WHAT IS ASKED: Among the entries below, reproduce unchanged every line from the one containing "Please mark the man's ear" through the one containing "Target: man's ear", with both of those lines included. Output only those lines.

DATA FOR THIS TASK:
......

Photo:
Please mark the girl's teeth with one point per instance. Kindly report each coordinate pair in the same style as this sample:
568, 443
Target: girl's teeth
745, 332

......

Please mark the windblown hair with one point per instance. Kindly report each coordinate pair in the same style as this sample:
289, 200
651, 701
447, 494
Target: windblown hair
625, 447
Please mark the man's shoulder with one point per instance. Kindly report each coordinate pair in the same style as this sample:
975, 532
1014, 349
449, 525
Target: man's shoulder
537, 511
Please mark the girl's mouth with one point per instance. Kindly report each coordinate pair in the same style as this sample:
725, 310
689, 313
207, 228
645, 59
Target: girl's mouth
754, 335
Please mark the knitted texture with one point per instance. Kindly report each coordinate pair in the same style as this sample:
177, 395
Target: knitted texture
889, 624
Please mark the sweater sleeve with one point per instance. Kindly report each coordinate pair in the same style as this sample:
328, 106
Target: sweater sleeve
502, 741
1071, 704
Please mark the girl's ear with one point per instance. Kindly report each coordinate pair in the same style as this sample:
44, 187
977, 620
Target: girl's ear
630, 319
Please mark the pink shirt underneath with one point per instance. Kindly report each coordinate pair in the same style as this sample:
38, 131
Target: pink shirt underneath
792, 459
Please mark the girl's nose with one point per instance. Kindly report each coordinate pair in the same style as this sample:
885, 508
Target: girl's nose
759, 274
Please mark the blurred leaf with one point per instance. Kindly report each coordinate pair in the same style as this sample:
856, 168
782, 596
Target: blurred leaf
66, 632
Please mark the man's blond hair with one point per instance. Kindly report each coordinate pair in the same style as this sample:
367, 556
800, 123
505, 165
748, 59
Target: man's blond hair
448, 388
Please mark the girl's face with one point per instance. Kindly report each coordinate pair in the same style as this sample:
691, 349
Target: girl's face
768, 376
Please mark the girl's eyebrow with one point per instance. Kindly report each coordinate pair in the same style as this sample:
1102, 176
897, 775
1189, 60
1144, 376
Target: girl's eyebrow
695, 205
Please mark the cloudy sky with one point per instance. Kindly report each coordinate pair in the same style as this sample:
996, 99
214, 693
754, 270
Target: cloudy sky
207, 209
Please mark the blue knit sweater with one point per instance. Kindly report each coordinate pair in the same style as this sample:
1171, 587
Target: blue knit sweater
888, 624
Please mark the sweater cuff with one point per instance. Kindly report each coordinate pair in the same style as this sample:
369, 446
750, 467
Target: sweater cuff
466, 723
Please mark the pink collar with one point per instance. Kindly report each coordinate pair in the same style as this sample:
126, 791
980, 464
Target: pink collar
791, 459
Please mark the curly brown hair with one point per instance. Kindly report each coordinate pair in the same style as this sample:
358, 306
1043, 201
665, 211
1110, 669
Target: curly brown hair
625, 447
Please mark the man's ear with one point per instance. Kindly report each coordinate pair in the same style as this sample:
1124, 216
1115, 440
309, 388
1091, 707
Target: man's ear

......

RESULT:
Please mark the man's ear with one point per instance. Kindly report each coordinate pair in the same style as this sample:
1124, 216
1115, 440
309, 388
1091, 707
Target: man's ear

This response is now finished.